Input data ->
#####

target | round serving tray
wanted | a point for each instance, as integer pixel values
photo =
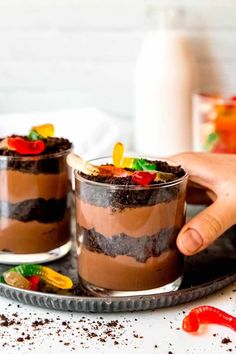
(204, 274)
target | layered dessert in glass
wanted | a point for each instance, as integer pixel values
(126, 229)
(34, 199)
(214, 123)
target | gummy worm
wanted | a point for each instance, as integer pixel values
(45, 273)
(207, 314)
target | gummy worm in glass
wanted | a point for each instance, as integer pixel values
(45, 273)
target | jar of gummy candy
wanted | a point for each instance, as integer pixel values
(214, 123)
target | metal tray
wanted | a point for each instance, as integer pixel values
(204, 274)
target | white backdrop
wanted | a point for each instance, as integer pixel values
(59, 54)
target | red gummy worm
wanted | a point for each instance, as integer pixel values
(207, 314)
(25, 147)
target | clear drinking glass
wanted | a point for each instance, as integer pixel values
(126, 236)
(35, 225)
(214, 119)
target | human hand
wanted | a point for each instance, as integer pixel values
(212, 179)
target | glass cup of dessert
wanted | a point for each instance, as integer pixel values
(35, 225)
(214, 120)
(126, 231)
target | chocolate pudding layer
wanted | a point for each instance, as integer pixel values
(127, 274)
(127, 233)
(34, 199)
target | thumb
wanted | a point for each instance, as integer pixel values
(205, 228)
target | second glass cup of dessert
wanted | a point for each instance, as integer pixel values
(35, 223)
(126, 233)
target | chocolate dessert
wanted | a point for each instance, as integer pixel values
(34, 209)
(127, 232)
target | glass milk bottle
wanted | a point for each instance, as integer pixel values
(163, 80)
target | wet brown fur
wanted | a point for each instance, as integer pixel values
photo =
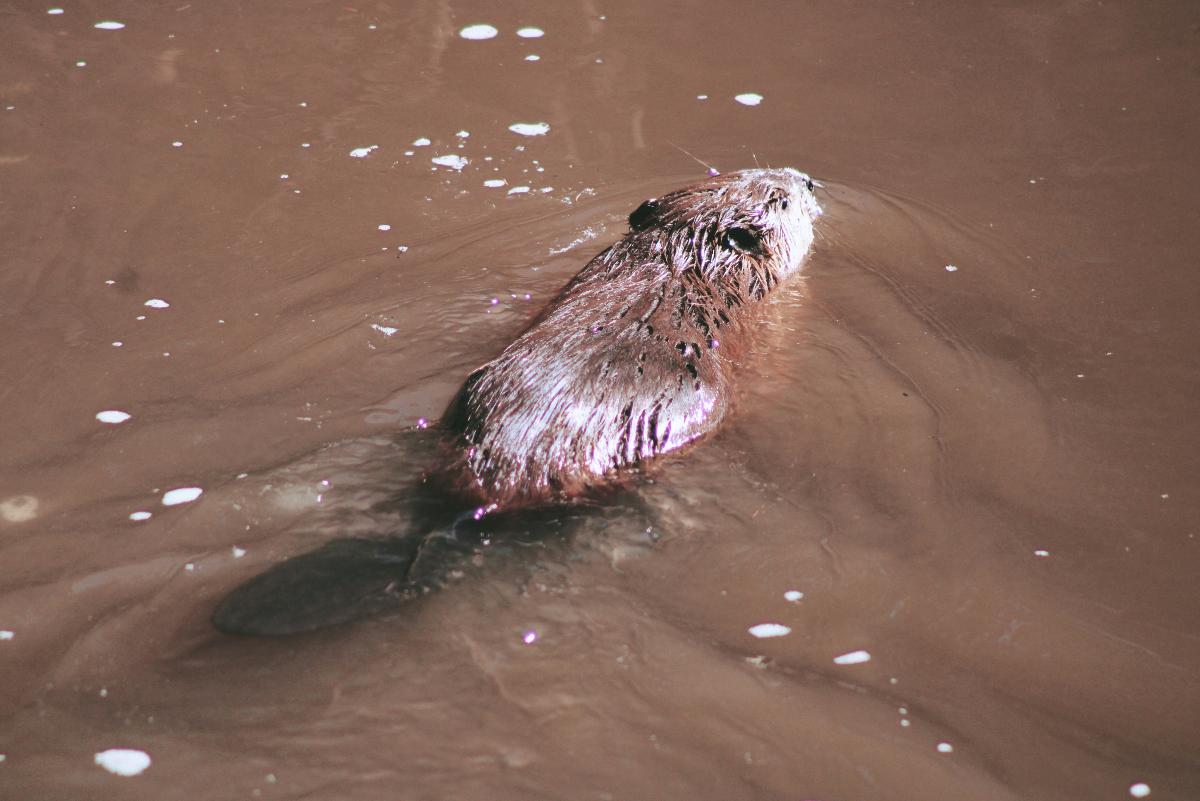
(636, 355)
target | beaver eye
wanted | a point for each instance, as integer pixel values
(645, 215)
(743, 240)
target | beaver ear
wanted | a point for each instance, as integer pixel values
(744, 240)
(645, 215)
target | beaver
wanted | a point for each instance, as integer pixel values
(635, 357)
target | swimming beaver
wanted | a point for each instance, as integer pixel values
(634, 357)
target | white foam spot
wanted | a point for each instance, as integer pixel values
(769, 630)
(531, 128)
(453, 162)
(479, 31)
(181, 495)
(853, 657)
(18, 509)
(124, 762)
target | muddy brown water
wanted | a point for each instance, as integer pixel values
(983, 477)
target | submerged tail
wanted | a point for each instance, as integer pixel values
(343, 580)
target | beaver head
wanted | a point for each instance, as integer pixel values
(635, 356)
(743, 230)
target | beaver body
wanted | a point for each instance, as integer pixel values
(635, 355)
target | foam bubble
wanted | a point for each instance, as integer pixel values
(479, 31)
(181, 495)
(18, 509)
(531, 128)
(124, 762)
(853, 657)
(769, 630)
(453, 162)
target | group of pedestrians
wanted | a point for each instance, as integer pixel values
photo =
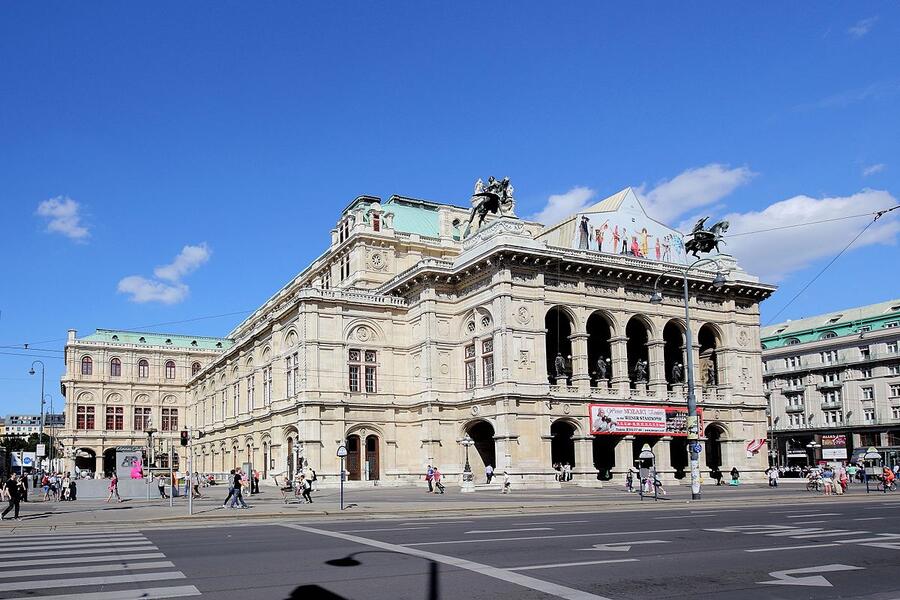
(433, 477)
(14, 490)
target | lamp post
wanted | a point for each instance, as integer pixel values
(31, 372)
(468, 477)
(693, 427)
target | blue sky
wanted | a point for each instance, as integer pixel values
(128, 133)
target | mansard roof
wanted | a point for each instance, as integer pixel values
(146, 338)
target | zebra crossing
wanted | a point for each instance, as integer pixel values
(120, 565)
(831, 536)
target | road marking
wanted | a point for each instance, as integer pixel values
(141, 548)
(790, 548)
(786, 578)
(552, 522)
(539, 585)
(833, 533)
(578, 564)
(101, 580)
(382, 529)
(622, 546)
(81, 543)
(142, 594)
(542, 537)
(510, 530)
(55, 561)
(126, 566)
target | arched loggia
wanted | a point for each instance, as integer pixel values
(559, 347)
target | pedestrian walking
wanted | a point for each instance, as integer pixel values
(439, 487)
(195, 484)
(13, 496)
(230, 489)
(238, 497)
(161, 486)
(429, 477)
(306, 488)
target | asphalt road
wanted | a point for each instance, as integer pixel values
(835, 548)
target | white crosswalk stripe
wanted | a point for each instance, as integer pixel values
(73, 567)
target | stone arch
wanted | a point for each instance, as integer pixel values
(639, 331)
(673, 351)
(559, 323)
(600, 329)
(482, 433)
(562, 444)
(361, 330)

#####

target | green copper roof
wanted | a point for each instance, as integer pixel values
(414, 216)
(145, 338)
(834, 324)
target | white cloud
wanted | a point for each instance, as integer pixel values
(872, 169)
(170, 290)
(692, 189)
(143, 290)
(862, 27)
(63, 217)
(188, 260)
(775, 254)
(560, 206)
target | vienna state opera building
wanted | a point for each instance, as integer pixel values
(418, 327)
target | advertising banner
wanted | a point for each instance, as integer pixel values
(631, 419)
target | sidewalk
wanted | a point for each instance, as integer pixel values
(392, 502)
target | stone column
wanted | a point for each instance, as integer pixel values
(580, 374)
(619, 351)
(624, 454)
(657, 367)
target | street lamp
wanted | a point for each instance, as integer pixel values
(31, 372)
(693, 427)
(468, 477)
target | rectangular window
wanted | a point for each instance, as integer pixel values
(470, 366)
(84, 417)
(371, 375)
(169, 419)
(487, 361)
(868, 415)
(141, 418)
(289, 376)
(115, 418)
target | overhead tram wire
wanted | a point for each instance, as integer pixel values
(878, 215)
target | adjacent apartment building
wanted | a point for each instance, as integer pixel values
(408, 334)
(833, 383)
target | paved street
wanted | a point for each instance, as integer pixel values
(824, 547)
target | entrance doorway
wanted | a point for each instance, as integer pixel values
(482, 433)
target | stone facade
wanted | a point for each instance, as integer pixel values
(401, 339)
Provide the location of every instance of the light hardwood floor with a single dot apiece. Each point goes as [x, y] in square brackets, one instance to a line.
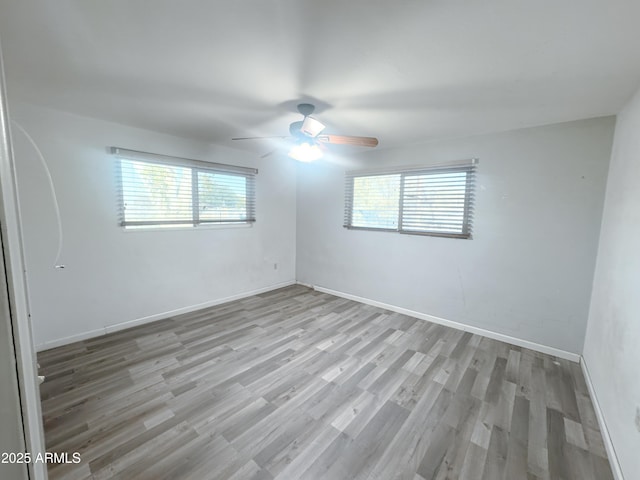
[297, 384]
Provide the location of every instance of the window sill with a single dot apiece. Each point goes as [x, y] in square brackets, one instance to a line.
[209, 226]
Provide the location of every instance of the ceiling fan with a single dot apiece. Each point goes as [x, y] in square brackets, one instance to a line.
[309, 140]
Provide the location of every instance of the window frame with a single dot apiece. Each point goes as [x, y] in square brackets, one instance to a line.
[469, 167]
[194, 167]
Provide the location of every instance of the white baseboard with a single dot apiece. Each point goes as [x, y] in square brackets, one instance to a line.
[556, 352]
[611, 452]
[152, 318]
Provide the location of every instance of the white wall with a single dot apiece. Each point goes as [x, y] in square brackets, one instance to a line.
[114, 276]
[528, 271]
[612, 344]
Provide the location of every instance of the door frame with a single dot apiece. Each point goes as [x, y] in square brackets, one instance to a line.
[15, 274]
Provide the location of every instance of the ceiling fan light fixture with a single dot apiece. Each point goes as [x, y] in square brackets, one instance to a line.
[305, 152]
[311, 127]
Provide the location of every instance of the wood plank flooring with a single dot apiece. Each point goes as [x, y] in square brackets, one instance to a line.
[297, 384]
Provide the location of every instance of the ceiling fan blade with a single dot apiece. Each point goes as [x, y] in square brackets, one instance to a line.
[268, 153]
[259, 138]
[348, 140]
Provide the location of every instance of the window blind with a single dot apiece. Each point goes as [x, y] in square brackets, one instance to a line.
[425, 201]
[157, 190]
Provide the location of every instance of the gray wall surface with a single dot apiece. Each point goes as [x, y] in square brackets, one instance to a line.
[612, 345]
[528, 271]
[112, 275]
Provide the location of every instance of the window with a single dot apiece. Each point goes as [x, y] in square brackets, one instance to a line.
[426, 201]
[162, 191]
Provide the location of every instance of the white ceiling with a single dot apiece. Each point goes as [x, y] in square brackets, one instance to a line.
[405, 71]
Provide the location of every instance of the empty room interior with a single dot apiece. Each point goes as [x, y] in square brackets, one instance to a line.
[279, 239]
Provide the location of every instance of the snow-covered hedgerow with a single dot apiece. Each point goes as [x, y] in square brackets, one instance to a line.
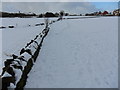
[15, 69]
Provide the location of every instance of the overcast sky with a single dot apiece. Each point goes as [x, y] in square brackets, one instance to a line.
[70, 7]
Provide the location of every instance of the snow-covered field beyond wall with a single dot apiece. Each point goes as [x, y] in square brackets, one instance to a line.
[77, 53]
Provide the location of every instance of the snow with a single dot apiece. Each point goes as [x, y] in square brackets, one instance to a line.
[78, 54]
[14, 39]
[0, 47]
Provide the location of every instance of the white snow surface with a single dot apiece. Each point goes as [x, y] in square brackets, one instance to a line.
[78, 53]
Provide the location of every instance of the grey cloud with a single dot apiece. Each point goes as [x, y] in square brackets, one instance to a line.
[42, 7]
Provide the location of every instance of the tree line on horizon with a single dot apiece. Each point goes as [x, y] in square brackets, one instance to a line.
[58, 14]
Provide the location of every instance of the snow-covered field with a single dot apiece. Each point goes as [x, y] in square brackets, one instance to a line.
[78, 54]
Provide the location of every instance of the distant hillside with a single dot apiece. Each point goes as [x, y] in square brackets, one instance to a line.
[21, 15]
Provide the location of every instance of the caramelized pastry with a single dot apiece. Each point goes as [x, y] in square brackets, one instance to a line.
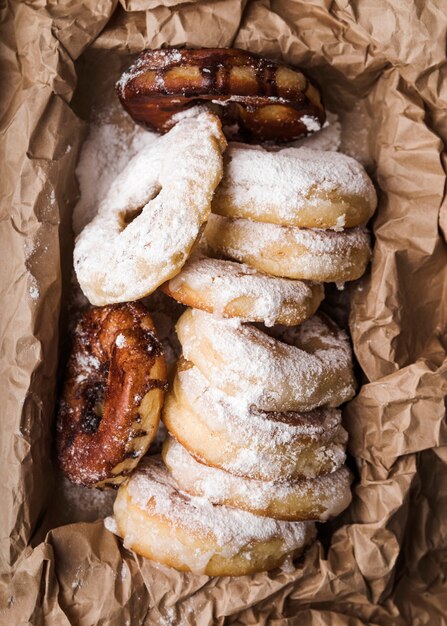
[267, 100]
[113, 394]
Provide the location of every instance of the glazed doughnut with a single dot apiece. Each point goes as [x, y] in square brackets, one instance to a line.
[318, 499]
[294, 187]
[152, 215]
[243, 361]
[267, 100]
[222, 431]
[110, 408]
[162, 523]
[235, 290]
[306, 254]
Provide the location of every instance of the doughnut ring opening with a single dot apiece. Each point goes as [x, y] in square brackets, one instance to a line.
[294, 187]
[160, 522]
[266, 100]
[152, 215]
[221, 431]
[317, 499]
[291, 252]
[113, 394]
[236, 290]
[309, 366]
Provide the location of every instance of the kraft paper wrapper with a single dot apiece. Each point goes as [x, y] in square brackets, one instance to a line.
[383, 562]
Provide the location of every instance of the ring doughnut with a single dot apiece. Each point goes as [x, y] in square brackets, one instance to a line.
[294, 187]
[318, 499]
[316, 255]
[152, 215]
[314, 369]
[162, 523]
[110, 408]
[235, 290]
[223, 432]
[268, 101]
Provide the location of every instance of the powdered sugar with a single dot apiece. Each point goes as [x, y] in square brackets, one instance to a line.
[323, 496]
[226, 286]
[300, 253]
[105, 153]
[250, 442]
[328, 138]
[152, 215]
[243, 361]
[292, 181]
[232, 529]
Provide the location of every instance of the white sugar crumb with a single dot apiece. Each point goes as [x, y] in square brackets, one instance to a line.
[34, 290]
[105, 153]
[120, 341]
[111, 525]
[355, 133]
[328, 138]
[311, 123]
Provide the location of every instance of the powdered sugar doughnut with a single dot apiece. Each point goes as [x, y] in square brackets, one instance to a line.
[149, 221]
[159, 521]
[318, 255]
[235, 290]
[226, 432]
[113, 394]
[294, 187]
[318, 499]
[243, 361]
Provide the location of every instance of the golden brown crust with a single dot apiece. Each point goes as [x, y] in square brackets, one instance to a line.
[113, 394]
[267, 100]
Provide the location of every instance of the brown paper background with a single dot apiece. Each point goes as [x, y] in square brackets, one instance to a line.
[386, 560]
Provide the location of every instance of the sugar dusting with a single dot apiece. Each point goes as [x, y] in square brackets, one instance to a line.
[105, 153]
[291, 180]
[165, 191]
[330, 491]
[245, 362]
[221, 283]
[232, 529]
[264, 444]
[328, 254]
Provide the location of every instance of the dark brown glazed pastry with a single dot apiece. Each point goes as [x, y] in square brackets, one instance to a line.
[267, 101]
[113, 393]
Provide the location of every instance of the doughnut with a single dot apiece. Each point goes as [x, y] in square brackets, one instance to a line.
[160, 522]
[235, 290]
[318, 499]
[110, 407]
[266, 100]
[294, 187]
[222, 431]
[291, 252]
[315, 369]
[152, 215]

#####

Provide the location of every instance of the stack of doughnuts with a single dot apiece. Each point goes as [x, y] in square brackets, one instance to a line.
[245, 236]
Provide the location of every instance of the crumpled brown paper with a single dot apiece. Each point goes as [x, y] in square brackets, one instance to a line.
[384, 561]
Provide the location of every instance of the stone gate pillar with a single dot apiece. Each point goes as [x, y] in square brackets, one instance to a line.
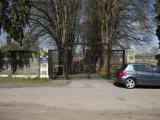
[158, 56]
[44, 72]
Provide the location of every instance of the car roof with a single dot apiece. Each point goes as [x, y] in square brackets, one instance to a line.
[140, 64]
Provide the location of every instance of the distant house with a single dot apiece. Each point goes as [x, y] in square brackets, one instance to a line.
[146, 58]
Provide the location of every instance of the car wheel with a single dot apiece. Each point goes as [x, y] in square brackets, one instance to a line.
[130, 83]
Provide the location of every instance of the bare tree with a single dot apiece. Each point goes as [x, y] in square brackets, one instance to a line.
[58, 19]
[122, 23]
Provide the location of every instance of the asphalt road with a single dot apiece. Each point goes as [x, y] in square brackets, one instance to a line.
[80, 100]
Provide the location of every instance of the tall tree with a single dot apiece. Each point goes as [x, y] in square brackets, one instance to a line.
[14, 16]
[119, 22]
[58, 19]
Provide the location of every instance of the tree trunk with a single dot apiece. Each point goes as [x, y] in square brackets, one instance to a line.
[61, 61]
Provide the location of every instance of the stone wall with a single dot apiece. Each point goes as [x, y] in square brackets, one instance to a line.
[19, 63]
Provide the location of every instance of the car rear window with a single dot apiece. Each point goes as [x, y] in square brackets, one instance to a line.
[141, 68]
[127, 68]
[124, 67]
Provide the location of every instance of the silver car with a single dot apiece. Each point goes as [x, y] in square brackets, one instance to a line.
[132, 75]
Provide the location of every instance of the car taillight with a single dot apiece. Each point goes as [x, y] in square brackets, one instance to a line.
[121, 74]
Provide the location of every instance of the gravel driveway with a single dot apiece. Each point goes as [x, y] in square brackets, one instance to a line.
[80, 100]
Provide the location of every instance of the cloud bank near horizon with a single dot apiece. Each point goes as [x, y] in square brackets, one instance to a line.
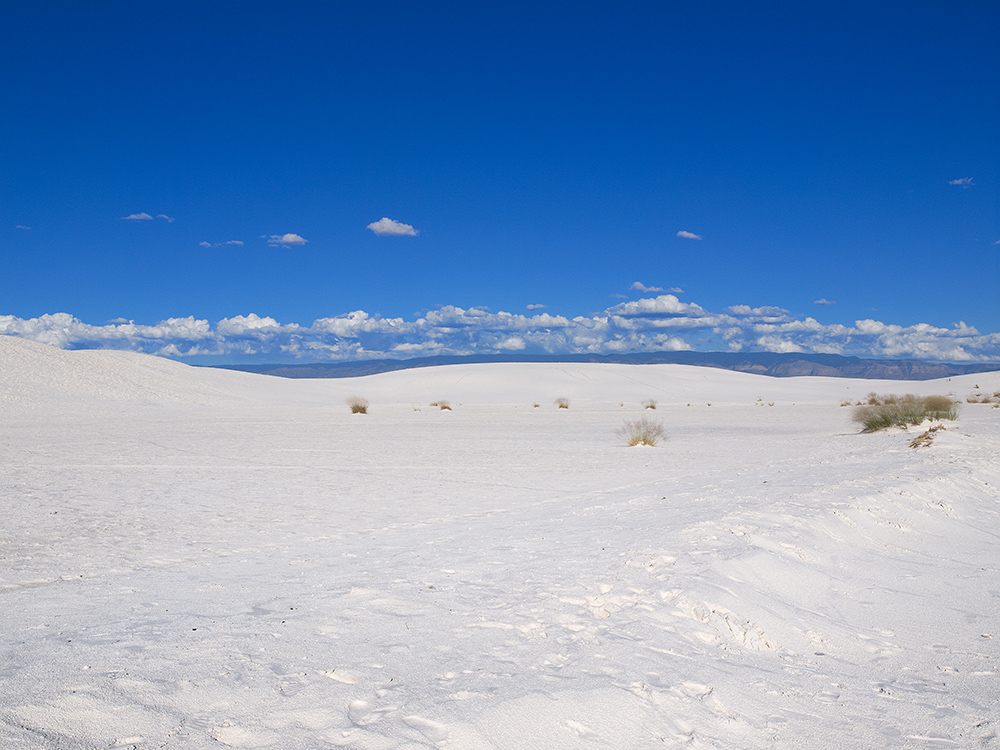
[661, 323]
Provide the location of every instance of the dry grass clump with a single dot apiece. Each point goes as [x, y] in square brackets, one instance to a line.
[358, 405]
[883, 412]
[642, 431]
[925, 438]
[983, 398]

#####

Reproduce every line of the listing above in which the string "worm" appears.

Expected answer ->
target | gummy worm
target | gummy worm in glass
target | red gummy worm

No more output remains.